_What you are asked to do_: Every record should be copied exactly, except that pictures are to be omitted.

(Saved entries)

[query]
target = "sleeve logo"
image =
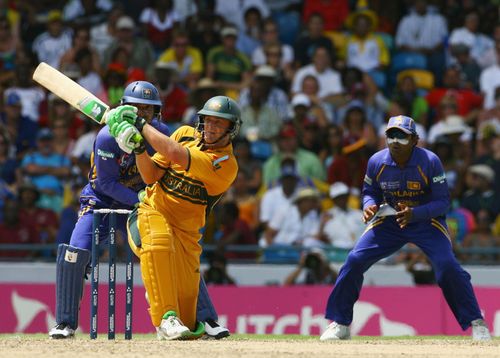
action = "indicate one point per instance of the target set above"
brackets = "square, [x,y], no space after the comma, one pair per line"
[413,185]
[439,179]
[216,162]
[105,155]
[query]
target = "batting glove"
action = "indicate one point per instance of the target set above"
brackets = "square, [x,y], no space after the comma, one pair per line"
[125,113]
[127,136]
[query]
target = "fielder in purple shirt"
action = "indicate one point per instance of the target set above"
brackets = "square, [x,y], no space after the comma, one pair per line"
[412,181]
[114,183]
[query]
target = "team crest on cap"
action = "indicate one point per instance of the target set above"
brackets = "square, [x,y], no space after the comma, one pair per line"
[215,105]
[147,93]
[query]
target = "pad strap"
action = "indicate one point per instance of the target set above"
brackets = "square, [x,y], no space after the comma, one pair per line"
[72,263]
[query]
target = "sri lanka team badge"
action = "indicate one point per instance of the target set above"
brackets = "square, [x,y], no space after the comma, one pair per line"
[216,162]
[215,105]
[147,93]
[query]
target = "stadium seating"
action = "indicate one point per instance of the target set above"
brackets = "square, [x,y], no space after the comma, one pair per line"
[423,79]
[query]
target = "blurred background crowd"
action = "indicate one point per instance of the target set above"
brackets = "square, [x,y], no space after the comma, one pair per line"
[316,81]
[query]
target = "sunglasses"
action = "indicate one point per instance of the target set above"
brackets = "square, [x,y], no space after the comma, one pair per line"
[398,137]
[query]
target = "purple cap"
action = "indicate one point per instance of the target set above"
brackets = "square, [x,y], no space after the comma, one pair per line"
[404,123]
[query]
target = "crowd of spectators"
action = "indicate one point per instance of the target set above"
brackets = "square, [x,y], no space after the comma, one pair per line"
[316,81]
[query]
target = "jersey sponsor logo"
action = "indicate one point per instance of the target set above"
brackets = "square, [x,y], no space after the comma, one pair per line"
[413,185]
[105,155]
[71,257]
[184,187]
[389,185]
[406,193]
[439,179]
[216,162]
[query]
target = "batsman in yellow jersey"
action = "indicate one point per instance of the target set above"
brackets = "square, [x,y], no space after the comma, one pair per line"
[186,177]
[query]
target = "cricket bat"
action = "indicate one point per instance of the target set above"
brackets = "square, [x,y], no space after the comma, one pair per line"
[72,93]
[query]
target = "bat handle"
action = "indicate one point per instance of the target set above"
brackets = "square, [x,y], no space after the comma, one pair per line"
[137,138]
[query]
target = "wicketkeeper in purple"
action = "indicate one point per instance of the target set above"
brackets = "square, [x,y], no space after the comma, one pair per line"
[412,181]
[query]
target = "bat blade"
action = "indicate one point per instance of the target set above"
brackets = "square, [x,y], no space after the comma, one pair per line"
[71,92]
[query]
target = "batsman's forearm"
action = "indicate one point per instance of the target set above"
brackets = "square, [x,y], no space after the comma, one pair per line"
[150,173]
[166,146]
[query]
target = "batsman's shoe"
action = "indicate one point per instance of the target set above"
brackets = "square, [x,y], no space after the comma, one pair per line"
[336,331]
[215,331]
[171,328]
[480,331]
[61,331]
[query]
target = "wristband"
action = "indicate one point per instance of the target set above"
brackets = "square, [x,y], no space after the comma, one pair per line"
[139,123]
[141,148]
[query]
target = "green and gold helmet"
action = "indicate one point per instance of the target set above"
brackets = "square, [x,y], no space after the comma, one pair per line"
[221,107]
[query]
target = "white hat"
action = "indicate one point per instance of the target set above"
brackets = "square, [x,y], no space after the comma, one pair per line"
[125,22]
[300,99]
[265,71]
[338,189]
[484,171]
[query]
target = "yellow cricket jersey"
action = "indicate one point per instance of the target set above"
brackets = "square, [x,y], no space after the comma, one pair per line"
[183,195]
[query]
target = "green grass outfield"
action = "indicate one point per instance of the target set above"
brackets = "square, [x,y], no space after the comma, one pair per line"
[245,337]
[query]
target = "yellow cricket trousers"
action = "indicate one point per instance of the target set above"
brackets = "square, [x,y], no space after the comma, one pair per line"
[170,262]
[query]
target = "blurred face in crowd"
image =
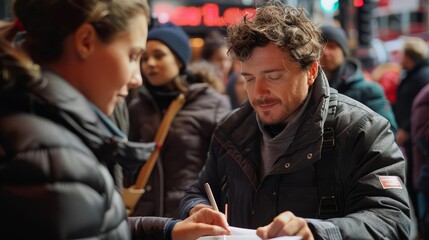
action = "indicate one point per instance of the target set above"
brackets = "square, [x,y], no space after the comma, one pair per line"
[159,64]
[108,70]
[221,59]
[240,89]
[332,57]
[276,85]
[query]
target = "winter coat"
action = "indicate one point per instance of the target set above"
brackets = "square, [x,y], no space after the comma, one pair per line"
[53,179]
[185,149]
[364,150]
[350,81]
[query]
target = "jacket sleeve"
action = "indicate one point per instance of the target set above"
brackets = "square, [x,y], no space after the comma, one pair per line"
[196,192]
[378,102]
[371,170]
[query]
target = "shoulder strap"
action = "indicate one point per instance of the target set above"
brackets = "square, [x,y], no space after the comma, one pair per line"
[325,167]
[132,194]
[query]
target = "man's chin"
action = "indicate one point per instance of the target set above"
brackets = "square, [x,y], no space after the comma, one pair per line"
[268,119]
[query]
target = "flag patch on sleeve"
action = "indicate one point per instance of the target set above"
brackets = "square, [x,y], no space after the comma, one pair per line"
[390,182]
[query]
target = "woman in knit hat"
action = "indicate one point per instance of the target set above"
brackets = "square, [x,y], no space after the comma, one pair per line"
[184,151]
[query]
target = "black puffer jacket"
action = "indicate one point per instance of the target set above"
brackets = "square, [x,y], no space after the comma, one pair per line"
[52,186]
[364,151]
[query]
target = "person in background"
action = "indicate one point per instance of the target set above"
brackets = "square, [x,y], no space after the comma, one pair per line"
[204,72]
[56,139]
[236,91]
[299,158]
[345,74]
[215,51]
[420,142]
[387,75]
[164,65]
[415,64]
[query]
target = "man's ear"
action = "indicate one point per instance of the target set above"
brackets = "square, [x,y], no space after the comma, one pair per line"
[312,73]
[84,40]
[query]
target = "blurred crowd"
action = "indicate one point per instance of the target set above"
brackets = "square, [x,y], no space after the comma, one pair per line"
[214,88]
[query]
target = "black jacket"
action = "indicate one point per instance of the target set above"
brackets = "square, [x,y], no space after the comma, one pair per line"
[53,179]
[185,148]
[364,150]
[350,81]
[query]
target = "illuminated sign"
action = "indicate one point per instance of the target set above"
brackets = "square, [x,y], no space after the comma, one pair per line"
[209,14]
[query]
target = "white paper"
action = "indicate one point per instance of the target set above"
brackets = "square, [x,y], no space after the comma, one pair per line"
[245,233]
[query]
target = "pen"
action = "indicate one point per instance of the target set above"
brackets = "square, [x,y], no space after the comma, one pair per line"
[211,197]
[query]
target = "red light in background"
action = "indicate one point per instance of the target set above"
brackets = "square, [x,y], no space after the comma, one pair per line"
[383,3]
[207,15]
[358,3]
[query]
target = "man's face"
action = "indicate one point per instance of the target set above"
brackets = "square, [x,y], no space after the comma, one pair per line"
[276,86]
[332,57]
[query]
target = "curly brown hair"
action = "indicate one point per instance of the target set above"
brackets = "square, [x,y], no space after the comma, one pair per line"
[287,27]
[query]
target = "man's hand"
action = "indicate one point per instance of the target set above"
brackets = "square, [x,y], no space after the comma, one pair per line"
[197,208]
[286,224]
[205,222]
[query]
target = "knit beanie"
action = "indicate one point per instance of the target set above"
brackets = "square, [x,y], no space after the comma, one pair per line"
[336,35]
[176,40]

_The result_:
[query]
target = "sleeve logo"
image =
action = "indicate one point per instance of the target set above"
brackets = "square, [x,y], no space after the comma, one pair per line"
[413,185]
[439,179]
[216,162]
[105,155]
[query]
target = "batting glove"
action = "indicate one point per instance of the target set above"
brackets = "square, [x,y], no space after the comma, one pair per line"
[125,113]
[127,136]
[query]
target = "fielder in purple shirt"
action = "indicate one point per instance of the target set above"
brackets = "square, [x,y], no space after the comma, one pair per line"
[412,181]
[114,183]
[query]
target = "team crest on cap"
action = "indicate one point per instance of the target set above"
brackets = "square, [x,y], no space after the comma, one pair per line"
[215,105]
[147,93]
[query]
target = "pad strap"
action = "indicate one point per instance of the target set above"
brackets = "square, [x,y], no space after the comma, one pair per line"
[72,263]
[query]
target = "sri lanka team badge"
action = "indicate one point per instance of the target set above"
brackets = "square, [x,y], no space after the comma, one pair per line"
[216,162]
[215,105]
[147,93]
[query]
target = "stadium seating"
action = "indicate one point per instance of the target set above"
brackets = "square, [x,y], no space after the comma, one pair per line"
[423,79]
[query]
target = "blurred background crowd"
action = "indicate one point per instance of the target set above"
brackets = "square, [x,y], no space after the comma, one pair per line"
[316,81]
[query]
target = "sunglasses"
action = "indicate one point per instance of the target set above"
brackets = "square, [x,y], no space after the comma, one pair per line"
[398,137]
[query]
target = "purple cap"
action = "indicate one point per instance of the target set above"
brackets = "square, [x,y], no space after the comma, one pair per line"
[404,123]
[query]
target = "crowd of spectators"
action = "indicate one point per instance of the target set above"
brackets = "square, [x,y], no space after the comma, one pair per line"
[316,81]
[query]
target = "jersey sponsor logo"
action = "indicate one point per instance of the target set above"
brackets = "square, [x,y], no space after the comma, one pair per line"
[413,185]
[105,155]
[71,257]
[184,187]
[389,185]
[406,193]
[439,179]
[216,162]
[query]
target = "batsman in yellow jersey"
action = "indicate one point per instance of the target set above"
brackets = "square, [x,y], no space after the comma, one pair per line"
[186,177]
[query]
target = "cricket bat"
action = "indicate one point per instance of the target set above"
brackets = "square, [x,y], no space after the comma, one pair per line"
[72,93]
[query]
target = "bat handle"
action = "indicate one point per instance of the target set above"
brackets = "square, [x,y], no space after the comma, one pair per line"
[137,138]
[query]
target = "wicketkeeper in purple"
action = "indicate one point per instance of the target set above"
brackets = "square, [x,y], no space after the comma, one pair per line"
[412,181]
[query]
target = "bat blade"
action = "indicate one point per instance of the target set above"
brackets = "square, [x,y], no space after the comma, one pair per line"
[71,92]
[query]
target = "batsman's forearm"
action = "indicate one point per instance of the target set above"
brackets = "square, [x,y], no space after the comma, one pair per line"
[150,173]
[166,146]
[query]
target = "batsman's shoe"
action = "indicate one point per instance of the target set above"
brackets = "square, [x,y], no space after the comma, one pair per line"
[336,331]
[215,331]
[171,328]
[480,331]
[61,331]
[query]
target = "wristband"
action = "indicate one point per instance of the target set above"
brackets = "square, [x,y], no space after the comma, one pair per line"
[139,123]
[141,148]
[query]
target = "green and gold helmet"
action = "indicate one point per instance of the target set above"
brackets = "square, [x,y], no space after the comma, one pair per line"
[221,107]
[query]
target = "white hat"
action = "indicate one point per instance of the target set above"
brackets = "square, [x,y], no space after the comma, one pair per line"
[125,22]
[300,99]
[265,71]
[338,189]
[484,171]
[query]
target = "yellow cricket jersey"
action = "indicate one point per instance of the target set above"
brackets = "square, [x,y], no space after the comma, one pair per line"
[183,195]
[query]
target = "green grass outfield"
action = "indicate one point per instance of the target set above"
brackets = "square, [x,y], no space after the comma, one pair per line"
[245,337]
[query]
target = "yellow cricket trousers"
action = "indicate one point per instance of the target set above"
brackets = "square, [x,y], no space after the comma, one pair per line"
[170,262]
[query]
target = "blurred face in crowd"
image =
action = "indicate one point per instance of the target set above"
brackets = "square, [x,y], no space after the comma, one pair per line"
[159,64]
[108,70]
[221,59]
[240,89]
[332,57]
[276,85]
[query]
target = "winter coat"
action = "indicate one point per instance of the target set above"
brackets = "square, [x,y], no space after the comma, one pair per line"
[53,179]
[185,149]
[364,150]
[350,81]
[query]
target = "jacket sleeve"
action = "indicate one point per instance of the target set above"
brackets = "square, [x,y], no space after the comma, one pair per line"
[196,192]
[378,102]
[371,170]
[query]
target = "shoulder strap"
action = "indicate one point per instance of the target set above"
brackets = "square, [x,y], no space after the comma, one pair per line"
[325,167]
[132,194]
[query]
target = "man's chin"
action = "indicate one point per instance of the target set above"
brackets = "square, [x,y], no space after the comma, one pair per line"
[268,119]
[query]
target = "flag patch on sleeve"
action = "indicate one point per instance of the target set above"
brackets = "square, [x,y], no space after the comma, one pair per line"
[390,182]
[query]
target = "woman in knit hat"
action = "indicate one point per instance of the target set above"
brackets = "square, [x,y], no space after the comma, one pair per line"
[184,151]
[query]
target = "black puffer jacket"
action = "indicate one point per instance of the target set above"
brackets = "square, [x,y], no space after the comma, one pair per line"
[52,186]
[364,151]
[query]
target = "person in background"
action = "indicate one point per instance of the target set above"
brackets = "square, [x,y], no space after the comma, one pair per line"
[204,72]
[56,139]
[236,91]
[299,158]
[345,74]
[215,51]
[420,142]
[387,75]
[164,65]
[415,64]
[query]
target = "man's ear"
action = "indicate one point per instance of the target set above"
brackets = "square, [x,y], no space after the comma, one pair per line"
[312,73]
[84,40]
[query]
target = "blurred crowd"
action = "indicate one point per instance of the target set above"
brackets = "square, [x,y], no space after the comma, one pair per line"
[214,88]
[query]
target = "black jacket"
action = "indicate one point per instance of the target set above"
brackets = "square, [x,y], no space after the comma, one pair per line"
[53,179]
[185,148]
[364,150]
[350,81]
[query]
target = "illuminated sign"
action = "indicate one point per instance of the target set above"
brackets = "square, [x,y], no space after the comma, one pair per line"
[209,14]
[query]
target = "white paper"
action = "indicate one point per instance of the target set above"
brackets = "square, [x,y], no space after the comma, one pair per line"
[245,233]
[query]
target = "pen"
action = "indicate one point per instance of the target set above"
brackets = "square, [x,y], no space after the comma, one pair per line"
[211,197]
[query]
target = "red light in background"
action = "indicate one point per instance of the target set above"
brackets = "square, [x,y], no space after the comma, one pair per line"
[383,3]
[207,15]
[358,3]
[query]
target = "man's face"
action = "indicate one point per instance of the target set above"
brackets = "square, [x,y], no space after the comma, one pair per line"
[276,86]
[332,57]
[query]
target = "curly brown hair"
action = "indicate one point per instance of the target set above"
brackets = "square, [x,y], no space after the comma, one pair per line"
[287,27]
[query]
target = "man's hand"
action = "indicate one point per instance of the target set above"
brackets = "square, [x,y], no space after the comma, one pair per line"
[197,208]
[286,224]
[205,222]
[query]
target = "knit beanie"
action = "indicate one point per instance of the target set above"
brackets = "square, [x,y], no space after the comma, one pair per line"
[336,35]
[176,40]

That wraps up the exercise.